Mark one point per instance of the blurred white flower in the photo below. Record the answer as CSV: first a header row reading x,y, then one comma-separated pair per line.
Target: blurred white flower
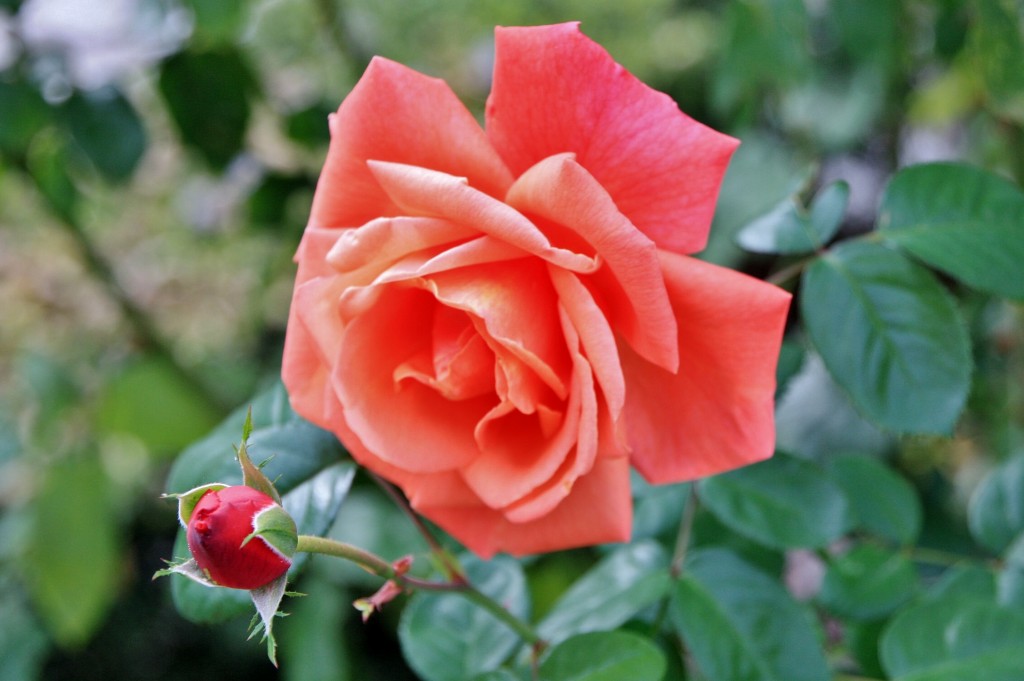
x,y
99,42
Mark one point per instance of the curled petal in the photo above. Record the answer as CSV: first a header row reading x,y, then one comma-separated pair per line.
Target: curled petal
x,y
396,114
556,90
717,412
561,190
598,511
422,192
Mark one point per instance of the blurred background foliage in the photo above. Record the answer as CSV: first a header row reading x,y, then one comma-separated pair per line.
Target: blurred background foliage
x,y
157,163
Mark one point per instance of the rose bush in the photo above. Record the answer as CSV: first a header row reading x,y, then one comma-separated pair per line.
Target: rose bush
x,y
501,322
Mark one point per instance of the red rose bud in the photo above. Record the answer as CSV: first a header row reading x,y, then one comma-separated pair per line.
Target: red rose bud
x,y
240,537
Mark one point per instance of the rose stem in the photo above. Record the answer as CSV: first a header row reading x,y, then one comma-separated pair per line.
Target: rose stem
x,y
380,567
449,563
679,553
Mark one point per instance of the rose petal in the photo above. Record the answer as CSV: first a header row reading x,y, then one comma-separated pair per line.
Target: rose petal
x,y
555,90
396,114
561,190
595,335
428,193
717,413
383,241
407,424
599,510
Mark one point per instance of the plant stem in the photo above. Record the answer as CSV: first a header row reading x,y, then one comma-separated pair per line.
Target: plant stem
x,y
449,564
380,567
683,537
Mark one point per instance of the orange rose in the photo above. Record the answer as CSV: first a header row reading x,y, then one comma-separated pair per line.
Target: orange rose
x,y
502,322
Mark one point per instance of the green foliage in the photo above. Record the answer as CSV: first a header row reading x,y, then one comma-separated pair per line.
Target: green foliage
x,y
603,656
890,335
739,623
208,94
73,554
783,503
962,220
121,309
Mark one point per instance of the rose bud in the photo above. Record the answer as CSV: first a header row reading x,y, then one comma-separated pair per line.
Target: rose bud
x,y
241,538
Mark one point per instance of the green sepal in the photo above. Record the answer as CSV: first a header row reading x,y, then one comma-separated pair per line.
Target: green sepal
x,y
252,476
275,526
267,599
189,568
188,500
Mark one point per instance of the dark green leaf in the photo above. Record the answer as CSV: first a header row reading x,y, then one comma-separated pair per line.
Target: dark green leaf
x,y
74,553
23,642
960,219
217,20
107,127
47,163
309,642
308,126
883,502
890,335
444,637
612,592
151,401
740,625
24,114
931,640
997,51
783,503
604,656
208,94
995,514
867,583
790,228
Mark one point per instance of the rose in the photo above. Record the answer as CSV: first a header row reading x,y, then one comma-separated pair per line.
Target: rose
x,y
238,536
501,323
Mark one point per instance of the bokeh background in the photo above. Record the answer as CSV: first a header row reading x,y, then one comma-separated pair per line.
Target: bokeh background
x,y
157,163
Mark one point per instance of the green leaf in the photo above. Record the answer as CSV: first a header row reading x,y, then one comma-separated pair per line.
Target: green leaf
x,y
294,449
995,514
47,163
73,561
107,127
208,95
217,20
23,643
656,508
932,640
788,228
309,644
883,502
24,113
445,637
604,656
890,335
867,583
312,504
997,51
783,503
962,220
740,625
610,593
150,400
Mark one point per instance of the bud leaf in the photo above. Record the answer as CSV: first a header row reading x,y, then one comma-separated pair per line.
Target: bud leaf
x,y
252,476
187,500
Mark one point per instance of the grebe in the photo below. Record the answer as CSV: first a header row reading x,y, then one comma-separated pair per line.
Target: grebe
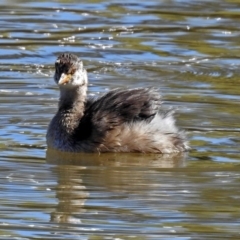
x,y
122,120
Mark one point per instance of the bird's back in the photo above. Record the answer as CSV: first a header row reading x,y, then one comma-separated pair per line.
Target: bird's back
x,y
129,121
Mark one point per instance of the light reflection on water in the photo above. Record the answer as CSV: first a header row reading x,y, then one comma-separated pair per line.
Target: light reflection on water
x,y
190,51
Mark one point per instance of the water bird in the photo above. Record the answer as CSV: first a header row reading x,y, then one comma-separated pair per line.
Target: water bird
x,y
122,120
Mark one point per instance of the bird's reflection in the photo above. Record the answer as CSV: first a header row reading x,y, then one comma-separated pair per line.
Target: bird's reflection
x,y
78,174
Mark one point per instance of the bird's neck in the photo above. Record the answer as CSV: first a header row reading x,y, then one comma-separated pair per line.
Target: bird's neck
x,y
71,107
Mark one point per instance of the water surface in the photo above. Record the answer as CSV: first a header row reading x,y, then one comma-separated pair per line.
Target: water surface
x,y
189,50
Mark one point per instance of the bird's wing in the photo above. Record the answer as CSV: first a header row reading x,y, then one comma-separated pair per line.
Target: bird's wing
x,y
120,106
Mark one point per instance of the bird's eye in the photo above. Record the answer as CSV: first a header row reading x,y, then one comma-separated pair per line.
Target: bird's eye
x,y
72,71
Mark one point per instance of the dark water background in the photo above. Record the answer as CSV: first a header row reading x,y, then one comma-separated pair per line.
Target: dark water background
x,y
190,50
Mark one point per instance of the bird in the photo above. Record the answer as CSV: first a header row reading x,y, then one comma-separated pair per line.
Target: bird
x,y
121,120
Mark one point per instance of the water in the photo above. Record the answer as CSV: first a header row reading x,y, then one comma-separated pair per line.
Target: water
x,y
189,49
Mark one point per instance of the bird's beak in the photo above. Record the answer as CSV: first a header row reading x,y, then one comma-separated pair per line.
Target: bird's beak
x,y
65,78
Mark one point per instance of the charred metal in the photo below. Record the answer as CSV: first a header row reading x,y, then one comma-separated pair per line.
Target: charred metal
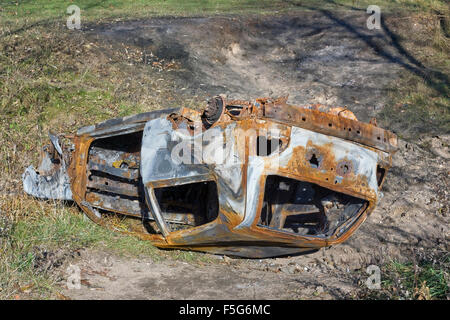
============
上の記録をすべて、1行を1つの文字列にしたJSONのリストに変えてください。空の行は入れず、画像も出力から外してください。

[
  "Mark one point per instance of the blurred white flower in the photo below. Record the answer as CSV: first a header row reading x,y, then one comma-separated pair per line.",
  "Target: blurred white flower",
  "x,y",
  "99,42",
  "Mark one point per instance of the curled petal in the photo above. Record the answer as CSV: first a header row reading x,y, then one comma-separated pair per line.",
  "Target: curled petal",
  "x,y",
  "396,114",
  "556,90",
  "717,412",
  "561,190",
  "598,511",
  "422,192",
  "Mark one point per instance of the blurred background foliage in the photo above. Record the answer as CSV: first a header row reading x,y, then one comma-separated pair per line.",
  "Target: blurred background foliage",
  "x,y",
  "157,163",
  "Mark one point per instance of the rose bush in the photo above. Record the answer as CSV: first a header row reading x,y, then one comma-separated pair per line.",
  "Target: rose bush",
  "x,y",
  "501,322",
  "Mark one point per instance of the red rose bud in the photo above. Record the answer as CSV: first a header row reading x,y, then one comma-separated pair per line.",
  "Target: red rose bud",
  "x,y",
  "240,537",
  "Mark one point per instance of the rose stem in the photo above. Record the answer as CSV: first a header row reading x,y, then one comma-separated pair per line.",
  "Target: rose stem",
  "x,y",
  "380,567",
  "449,563",
  "679,553",
  "Mark one point per instance of the rose petal in the photo above. Record the answer as CSV: first a header row reading x,y, then one comma-separated pair per line.",
  "Target: rose petal",
  "x,y",
  "555,90",
  "396,114",
  "561,190",
  "595,335",
  "428,193",
  "717,413",
  "383,241",
  "407,424",
  "599,510",
  "Mark one point per instance of the plant stem in the photo above. Record the answer as CSV: first a header row reading x,y, then one comma-separated pair per line.",
  "Target: plant stem",
  "x,y",
  "449,564",
  "380,567",
  "683,537",
  "Mark one point per instance of the orange rose in the photo above. Record the answer as CSV: first a header row reading x,y, then one comma-separated pair per line.",
  "Target: orange rose",
  "x,y",
  "502,322",
  "Mark one point per instance of the green foliage in the photo above. Record the answer as CSV: first a header row reading x,y, then one comma-separated pair per line.",
  "Target: green foliage",
  "x,y",
  "603,656",
  "890,335",
  "739,623",
  "208,94",
  "73,554",
  "783,503",
  "962,220",
  "121,309",
  "Mark one point per instance of the rose bud in the photo above. Record the answer as CSV: first a header row reading x,y, then one comma-separated pair per line.",
  "Target: rose bud",
  "x,y",
  "241,538",
  "Mark one point per instance of the green sepal in the photo above. Record the answer as CSV: first a header row reading x,y, then one comma-separated pair per line.",
  "Target: green sepal",
  "x,y",
  "252,476",
  "275,526",
  "267,599",
  "189,568",
  "188,500",
  "Mark one point per instance of the dark green leaf in the photo above. Record the answer as CSV: first a header row reading x,y, then one comma-separated pair per line.",
  "Target: dark green leaf",
  "x,y",
  "74,553",
  "23,642",
  "960,219",
  "217,20",
  "107,127",
  "47,163",
  "309,642",
  "308,126",
  "883,502",
  "890,335",
  "444,637",
  "612,592",
  "151,401",
  "740,625",
  "24,114",
  "931,640",
  "997,51",
  "783,503",
  "604,656",
  "208,94",
  "995,514",
  "867,583",
  "790,228",
  "Mark one point per instance of the rose in the photo above. Record the answer as CSV: first a header row reading x,y, then one comma-separated pair per line.",
  "Target: rose",
  "x,y",
  "238,536",
  "501,323",
  "Mark one point per instance of the bokeh background in the photo above. Record the answer as CSV: first a header row reading x,y, then one comma-separated pair per line.",
  "Target: bokeh background",
  "x,y",
  "157,163",
  "Mark one point per instance of the green leaf in the photo above. Record the answer as CSV: first a header row reading x,y, then one comma-separated pair per line.",
  "Target: green leaf",
  "x,y",
  "294,449",
  "995,514",
  "47,163",
  "73,561",
  "107,127",
  "208,95",
  "217,20",
  "23,643",
  "656,508",
  "932,640",
  "788,228",
  "309,644",
  "883,502",
  "24,113",
  "445,637",
  "604,656",
  "890,335",
  "867,583",
  "312,504",
  "997,51",
  "783,503",
  "962,220",
  "740,625",
  "610,593",
  "150,400",
  "Mark one point per instance of the bud leaf in the photo above. Record the answer as CSV: first a header row reading x,y, then one comma-separated pair per line.",
  "Target: bud leaf",
  "x,y",
  "252,476",
  "187,500",
  "Mark one point per instance of the grebe in the photo below. Record the answer as CSV: first a header row reading x,y, then one comma-separated pair per line.",
  "Target: grebe",
  "x,y",
  "122,120",
  "Mark one point per instance of the bird's back in the photo above. Record the answer as CSV: first a header row reading x,y, then one comma-separated pair per line.",
  "Target: bird's back",
  "x,y",
  "129,121",
  "Mark one point per instance of the light reflection on water in the photo above. Record the answer as CSV: first a header row reading x,y, then one comma-separated pair per line.",
  "Target: light reflection on water",
  "x,y",
  "190,51",
  "Mark one point per instance of the water bird in the photo above. Record the answer as CSV: first a header row reading x,y, then one comma-separated pair per line.",
  "Target: water bird",
  "x,y",
  "122,120",
  "Mark one point per instance of the bird's reflection in the photo above. Record the answer as CSV: first a header row reading x,y, then one comma-separated pair per line.",
  "Target: bird's reflection",
  "x,y",
  "78,174",
  "Mark one point per instance of the bird's neck in the photo above. Record the answer as CSV: first a header row reading x,y, then one comma-separated pair per line.",
  "Target: bird's neck",
  "x,y",
  "71,107",
  "Mark one point per instance of the water surface in the photo above. Record the answer as CSV: first a header row reading x,y, then one comma-separated pair per line.",
  "Target: water surface",
  "x,y",
  "189,50",
  "Mark one point per instance of the bird's wing in the photo above. Record the answer as CSV: first a header row reading x,y, then one comma-separated pair per line.",
  "Target: bird's wing",
  "x,y",
  "120,106",
  "Mark one point per instance of the bird's eye in the photo above. Record the answer as CSV: first a header row reading x,y, then one comma-separated pair per line.",
  "Target: bird's eye",
  "x,y",
  "72,71",
  "Mark one point per instance of the dark water background in the photo above. Record the answer as CSV: first a header row reading x,y, then one comma-separated pair per line.",
  "Target: dark water background",
  "x,y",
  "190,50",
  "Mark one point per instance of the bird in the photo above. Record the answer as CSV: first a header row reading x,y, then one comma-separated pair per line.",
  "Target: bird",
  "x,y",
  "121,120",
  "Mark one point per instance of the water in the photo above. Record the answer as CSV: first a header row reading x,y, then one comma-separated pair per line.",
  "Target: water",
  "x,y",
  "189,49",
  "Mark one point per instance of the bird's beak in the photo above. Record the answer as CSV: first a header row reading x,y, then one comma-separated pair per line.",
  "Target: bird's beak",
  "x,y",
  "65,78",
  "Mark one point per instance of the charred metal in the photo below. Record the answer as CSV: first a header row reading x,y, then one comma-separated pair per line.",
  "Target: charred metal"
]